** Start Records to process **

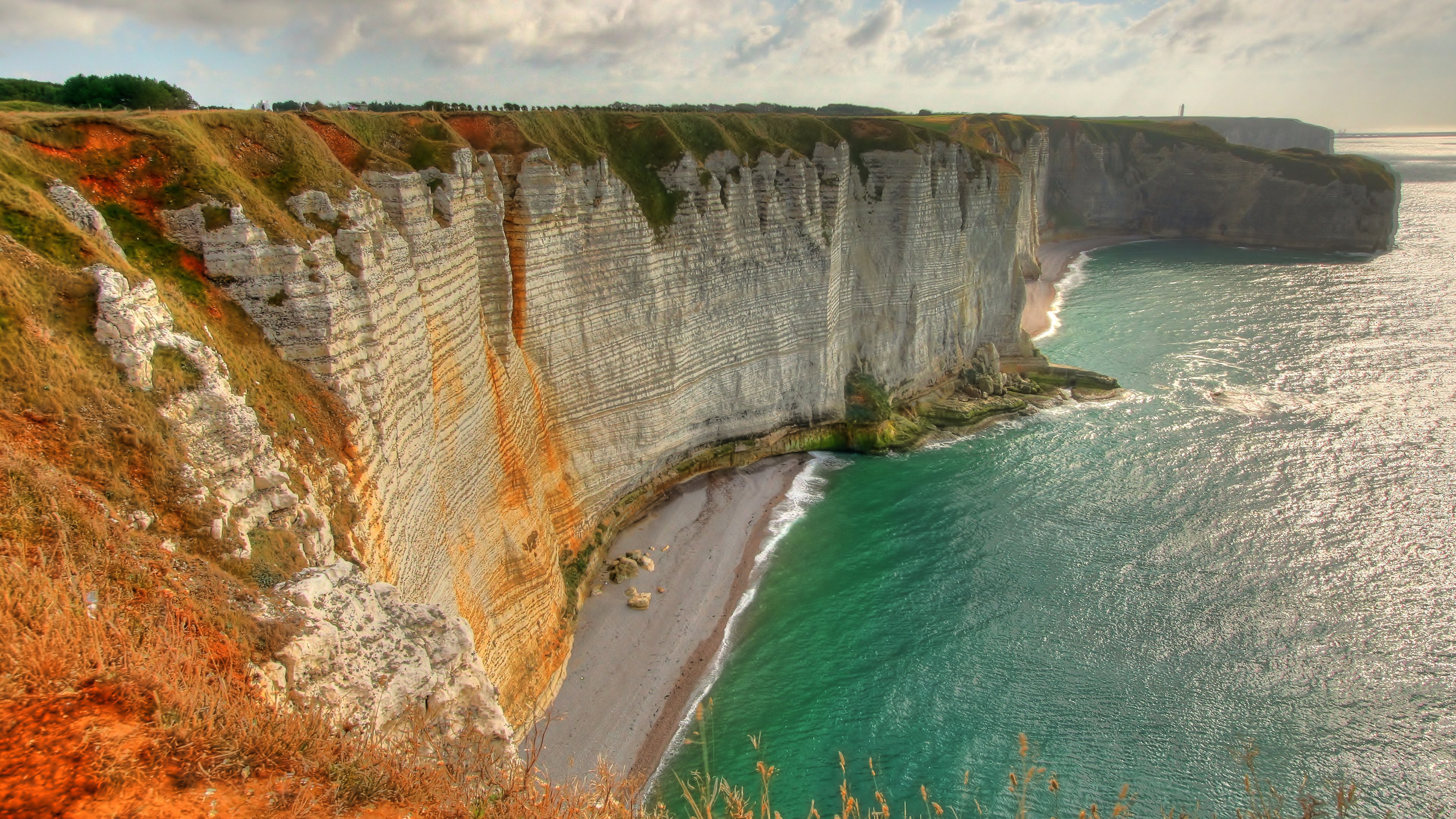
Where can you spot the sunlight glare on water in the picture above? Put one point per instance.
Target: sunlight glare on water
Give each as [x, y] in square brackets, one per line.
[1256, 544]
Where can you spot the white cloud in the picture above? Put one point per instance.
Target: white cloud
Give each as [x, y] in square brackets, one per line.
[1021, 55]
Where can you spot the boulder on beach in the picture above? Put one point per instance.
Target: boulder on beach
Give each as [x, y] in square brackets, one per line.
[622, 569]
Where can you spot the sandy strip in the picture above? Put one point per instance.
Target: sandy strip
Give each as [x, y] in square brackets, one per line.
[1055, 257]
[632, 672]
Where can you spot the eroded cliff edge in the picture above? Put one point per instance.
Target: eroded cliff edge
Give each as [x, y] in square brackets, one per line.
[535, 323]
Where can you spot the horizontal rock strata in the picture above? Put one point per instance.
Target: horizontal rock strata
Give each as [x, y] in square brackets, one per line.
[528, 358]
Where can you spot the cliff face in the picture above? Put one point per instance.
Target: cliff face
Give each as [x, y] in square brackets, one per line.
[1269, 133]
[1139, 184]
[530, 342]
[523, 349]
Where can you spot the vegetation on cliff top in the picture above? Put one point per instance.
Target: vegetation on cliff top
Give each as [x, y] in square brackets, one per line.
[89, 91]
[260, 159]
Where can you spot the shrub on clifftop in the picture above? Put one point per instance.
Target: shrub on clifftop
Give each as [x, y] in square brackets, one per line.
[88, 91]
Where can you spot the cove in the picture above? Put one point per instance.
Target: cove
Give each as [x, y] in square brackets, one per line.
[1254, 546]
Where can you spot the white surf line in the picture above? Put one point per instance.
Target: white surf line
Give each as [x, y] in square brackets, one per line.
[804, 492]
[1069, 282]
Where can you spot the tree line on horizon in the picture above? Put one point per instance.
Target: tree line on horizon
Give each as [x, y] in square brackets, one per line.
[91, 91]
[133, 93]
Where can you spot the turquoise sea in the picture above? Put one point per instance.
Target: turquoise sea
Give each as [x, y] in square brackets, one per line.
[1257, 546]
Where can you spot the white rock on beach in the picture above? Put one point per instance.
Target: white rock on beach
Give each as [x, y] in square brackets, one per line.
[369, 659]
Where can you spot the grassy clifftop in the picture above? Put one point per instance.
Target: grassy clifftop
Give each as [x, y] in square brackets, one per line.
[145, 162]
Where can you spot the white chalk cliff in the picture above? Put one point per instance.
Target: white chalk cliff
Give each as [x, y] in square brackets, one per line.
[520, 349]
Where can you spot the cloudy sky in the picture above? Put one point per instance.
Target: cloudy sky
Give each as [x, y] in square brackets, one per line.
[1343, 63]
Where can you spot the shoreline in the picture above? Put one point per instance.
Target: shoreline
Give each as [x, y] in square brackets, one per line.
[634, 674]
[653, 751]
[1055, 260]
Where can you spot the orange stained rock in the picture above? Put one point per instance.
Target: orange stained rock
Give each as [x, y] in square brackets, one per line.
[344, 148]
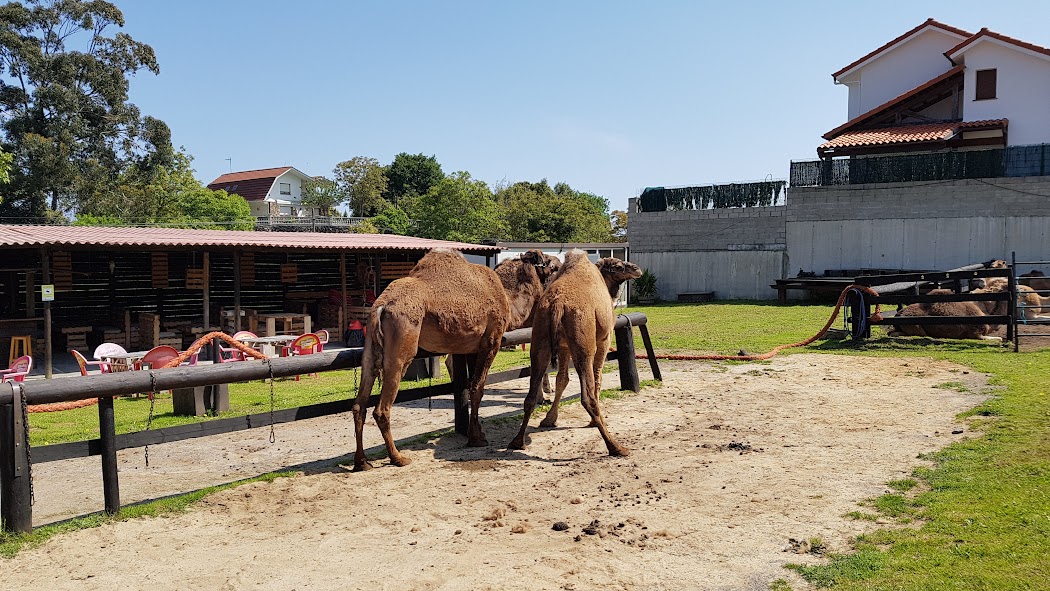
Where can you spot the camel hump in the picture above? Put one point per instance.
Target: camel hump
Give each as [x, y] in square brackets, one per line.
[438, 260]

** End Records to process **

Update the data above by changing every "Where can you spot" to "Where do you see" and keeping everything else the same. Leave the pictures out of your answer.

Solution to this task
Where do you see the sunlight glare on water in the picture above? Put one point per instance.
Target: sunlight glare on water
Give each as [x, y] in square brackets, one per line.
[1256, 544]
Where do you see the white cloud in the picture above? Put one point per instance.
Target: white cloud
Give each as [x, y] in square brackets, one per line.
[1021, 55]
Where do you see the boulder on beach in the picture above? Put one point per instance.
Target: boulder on beach
Give each as [x, y] in square brackets, one per line.
[622, 569]
Where do you see the sandy strip in the picture above? Put one point per instance.
Target: sandy strip
Give each as [x, y] in square brackets, one per line.
[1055, 257]
[632, 672]
Where do you see the eroded cliff edge in the picture above? Put one point per instance.
Target: eroded cliff edge
Give each as [x, y] in square brackets, one per line.
[535, 323]
Where do you see the horizontal rock strata in the picture above? Put one point per instance.
Target: horizontal rock strata
Give each as [x, y] in square brackets, one per line.
[528, 358]
Where do you see the cliff face in the picture above? Put one point per instance.
Target: cliff face
Give each as [x, y] in square brackets, one per line.
[1269, 133]
[1139, 184]
[530, 342]
[523, 349]
Where do you see the vegetation on cliff top in the picture above? Put one point per instance.
Target: vegetation on cliff top
Give each as [x, y] in square brackets, one per line.
[89, 91]
[260, 159]
Where do you see the shrub on clifftop in the picture above? Put one point per instance.
Target: shrub on clifftop
Give each as [x, y] in square brackets, one per line.
[88, 91]
Where do you see the cove in the picture above? Put one point per instance.
Target: cove
Give each as [x, y] in square brackets, one per line.
[1254, 546]
Where do you see the white surf line in the picture above? Put one point per instance.
Target: white surf line
Give each as [x, y] in square brackets, one per line.
[804, 492]
[1069, 282]
Where do you see the tree line on horizon in the picture above? Put one point per instance.
Target: tree line on horizon
Give each as [x, y] in square brackets, one per line.
[91, 91]
[133, 93]
Where do you see the turquoise sea in the picture above? Put one point per instance.
Target: turquoise sea
Give each as [x, y] in square brackets, one per line.
[1257, 546]
Where do you see the white rock on beach in the picture above? Put one point per instance.
Target: white rock on beach
Give each as [x, y] in square brackets, one per line.
[369, 659]
Where do you see the grassy clifftop in the picture above? Put one point per instance.
Target: grassy clifftop
Give each as [x, y] in square brackets, one per line.
[145, 162]
Where do you see the white chalk cliff in the picture above? Put one point per instance.
Target: white chalk cliff
Give each as [x, y] in square brackets, one per line.
[520, 349]
Where do you see the cloudy sky in the picture above? Put one point per instance.
Target: cloudy sky
Give each as [x, y] in square brackets, one per line.
[1343, 63]
Where do you see the shoreline in the picture above? Put one point per instance.
Target: shoreline
Give each as [x, y] in square brackets, one per line.
[634, 674]
[653, 751]
[1055, 260]
Where do you see the orange stained rock in the picture above? Put one point per instance.
Target: orange stained rock
Give each as [x, y] in square brackets, one per line.
[344, 148]
Where do you see the camel hump in the picture above? Put one point per instance.
Target: camel hump
Give each as [x, y] in square brackets, one per line.
[438, 260]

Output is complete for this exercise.